Document segment

Long-time Warren County project consultant Springsted circulated a call to action in opposition to the plan forwarded to us by Stanley, “In addition to a dramatic cut in the corporate tax rate, the recently announced House tax bill takes serious, direct aim at the municipal bond market. Both measures are sure to interfere with state and local governments’ ability to cost-effectively provide financing for projects,” Springsted wrote.
EDA Executive Director Jennifer McDonald also alerted us to the fact that one national organization, The Council of Development Finance Agencies (CDFA) will discuss strategies to fight this provision of the tax plan at its upcoming National Summit in Atlanta. The CDFA called this aspect of the Trump-Republican tax bill “a move that would prove devastating to development finance efforts nationally.”
McDonald agreed, telling us, “Some of the proposed tax cuts and job acts could be detrimental to the economic development of not just this community, but the nation as a whole. Economic development relies on some of these very successful programs to create jobs and tax revenue for the community.”
Noting the tax bill “is the product of months of collaboration between senior members of the House, Senate, and White House” the CDFA said that “without major pushback and input there is a good chance the bill may become law.”
So it seems that like some middle-income Americans, the communities they live in may also be negatively impacted by the Trump-House Republican tax plan as presented after months of partisan development behind closed doors.

Recorded information
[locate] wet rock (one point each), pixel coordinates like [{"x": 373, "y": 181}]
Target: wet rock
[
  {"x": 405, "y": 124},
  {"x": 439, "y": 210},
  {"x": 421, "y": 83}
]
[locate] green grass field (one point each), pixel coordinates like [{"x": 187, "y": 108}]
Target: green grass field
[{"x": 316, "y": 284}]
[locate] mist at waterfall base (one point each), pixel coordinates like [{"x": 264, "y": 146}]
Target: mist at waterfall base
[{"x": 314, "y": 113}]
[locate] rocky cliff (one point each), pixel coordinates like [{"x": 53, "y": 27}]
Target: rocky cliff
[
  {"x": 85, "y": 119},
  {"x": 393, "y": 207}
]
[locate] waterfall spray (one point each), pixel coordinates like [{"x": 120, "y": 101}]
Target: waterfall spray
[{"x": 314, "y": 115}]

--

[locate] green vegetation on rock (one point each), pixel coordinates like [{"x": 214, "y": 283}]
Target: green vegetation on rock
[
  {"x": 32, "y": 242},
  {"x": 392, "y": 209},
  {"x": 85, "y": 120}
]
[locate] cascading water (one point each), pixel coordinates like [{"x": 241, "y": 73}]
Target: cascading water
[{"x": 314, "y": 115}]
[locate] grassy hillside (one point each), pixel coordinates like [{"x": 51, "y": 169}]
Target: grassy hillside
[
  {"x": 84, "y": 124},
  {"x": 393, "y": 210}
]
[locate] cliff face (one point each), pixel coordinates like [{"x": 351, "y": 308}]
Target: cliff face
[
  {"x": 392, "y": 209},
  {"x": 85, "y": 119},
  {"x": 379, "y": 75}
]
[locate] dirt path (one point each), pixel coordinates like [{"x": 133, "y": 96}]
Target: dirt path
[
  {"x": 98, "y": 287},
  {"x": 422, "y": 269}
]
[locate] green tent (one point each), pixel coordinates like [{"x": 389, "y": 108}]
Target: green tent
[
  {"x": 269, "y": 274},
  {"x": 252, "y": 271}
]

Assignment
Please continue the article on the House tax bill and municipal bonds from where it stops. The records have no connection to the tax bill article and stand on their own.

Output
Back to Bob
But maybe there’s hope! After all, the ever-elusive Mr. Goodlatte concluded his “Legislative Update” initial praising of the tax plan rolled out under his nose by stating, “As the Ways and Means Committee prepares to consider this bill next week, I will carefully examine the details of the plan and how they will impact the Sixth District. I’ve advocated for common sense tax reform throughout my time in Congress, and I am pleased to see this effort move forward to deliver the tax relief folks in Virginia and across the country need. Let’s get down to business.”
I know I, for one, believe our Sixth District delegate when he says he’s getting ready to roll up those legislative sleeves and do some in-depth, non-partisan analysis of a Trump-Republican initiative that has been talked up for months as economic Nirvana for all.
NO I don’t. – But you knew that, didn’t you?
Okay, maybe I need a divorce from my Sixth District delegate – let’s just call it quits, Bob. After all, political representation is a lot like a marriage in its give and take and mutual responsibility, right? And I never see you anymore, Bob – at least not out here in the northwestern reaches of your district (or other districts too I hear from the “kids”).
Uh oh, not so fast.
Other than the fact I woke up today to find an “I’m leaving – soon” note from my delegate, Market Watch’s Quentin Fottrell writes, “There’s no longer a silver lining to paying spousal support. President Trump’s tax plan unveiled this week will abolish tax deductions on alimony. This won’t impact people who have already agreed on their payment amounts but – assuming the GOP tax bill is passed by Congress – this new arrangement will be in effect for divorce decrees on Jan. 1, 2018 and thereafter.
“This will create a total re-evaluation of divorce cases,” said Malcolm Taub, partner and co-chair of the divorce and family law practice group at Davidoff Hutcher & Citron LLP. “It’s major.”
“We settled a case this week in court where my wealthy client agreed to pay his dependent wife significant alimony because he could deduct it,” added Randy Kessler, an Atlanta-based lawyer who wrote the book, Divorce: Protect Yourself, Your Kids, and Your Future. “The deduction, as it stands, is a great motivator to encourage the higher wage earner to agree to help support the spouse with less income.”
Uh oh, you don’t think THAT’S what this whole tax “reform” charade is about, do you? – Melania, Melania, has anyone seen Melania since China?!!?